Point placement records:
*****

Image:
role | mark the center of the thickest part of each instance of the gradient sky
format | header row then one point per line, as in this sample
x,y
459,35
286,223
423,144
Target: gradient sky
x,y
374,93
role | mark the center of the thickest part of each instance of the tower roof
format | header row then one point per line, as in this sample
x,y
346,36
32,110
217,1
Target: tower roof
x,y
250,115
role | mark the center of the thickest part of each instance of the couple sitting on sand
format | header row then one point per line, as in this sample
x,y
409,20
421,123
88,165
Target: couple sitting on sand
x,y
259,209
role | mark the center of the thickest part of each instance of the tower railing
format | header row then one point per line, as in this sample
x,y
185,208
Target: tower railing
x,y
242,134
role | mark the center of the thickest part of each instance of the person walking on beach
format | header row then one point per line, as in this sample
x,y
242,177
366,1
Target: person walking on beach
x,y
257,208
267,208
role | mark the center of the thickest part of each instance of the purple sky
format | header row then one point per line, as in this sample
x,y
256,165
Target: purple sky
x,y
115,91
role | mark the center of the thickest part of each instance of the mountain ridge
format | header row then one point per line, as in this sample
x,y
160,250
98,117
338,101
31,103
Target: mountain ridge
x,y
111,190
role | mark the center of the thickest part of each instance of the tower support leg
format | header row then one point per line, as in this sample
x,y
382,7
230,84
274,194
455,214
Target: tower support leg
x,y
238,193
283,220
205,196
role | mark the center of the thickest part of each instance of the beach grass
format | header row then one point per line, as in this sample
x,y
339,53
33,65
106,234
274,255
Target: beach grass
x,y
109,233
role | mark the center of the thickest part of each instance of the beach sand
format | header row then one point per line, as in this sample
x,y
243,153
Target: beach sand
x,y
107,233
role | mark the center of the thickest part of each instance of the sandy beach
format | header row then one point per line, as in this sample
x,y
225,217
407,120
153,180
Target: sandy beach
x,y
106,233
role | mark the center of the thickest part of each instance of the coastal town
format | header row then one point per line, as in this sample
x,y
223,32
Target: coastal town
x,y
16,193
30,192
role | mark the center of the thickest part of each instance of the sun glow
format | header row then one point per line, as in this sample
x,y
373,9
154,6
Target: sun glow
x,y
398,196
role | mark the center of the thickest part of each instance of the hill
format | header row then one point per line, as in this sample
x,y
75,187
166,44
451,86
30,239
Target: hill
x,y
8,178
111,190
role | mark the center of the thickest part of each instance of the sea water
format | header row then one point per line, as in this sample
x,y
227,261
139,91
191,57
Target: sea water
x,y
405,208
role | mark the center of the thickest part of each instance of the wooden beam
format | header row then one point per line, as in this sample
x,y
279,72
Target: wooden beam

*****

→ JOB:
Pull out every line from the one with "of the hill" to the end of the listing, and output only those.

→ TASK RESPONSE:
role | mark the center of the thickest part of each instance of the hill
format | header row then one point per line, as in this sample
x,y
75,187
166,44
451,86
30,239
Target: hill
x,y
8,178
111,190
role | mark the center of the thickest part of each instance of the sea water
format | header row then one point per line, as in this sample
x,y
227,261
139,91
191,57
Target: sea water
x,y
405,208
role | mark the center of the thickest part of each instance of the wooden beam
format | header row then one point per line, as in this sample
x,y
279,72
Target: wooden beam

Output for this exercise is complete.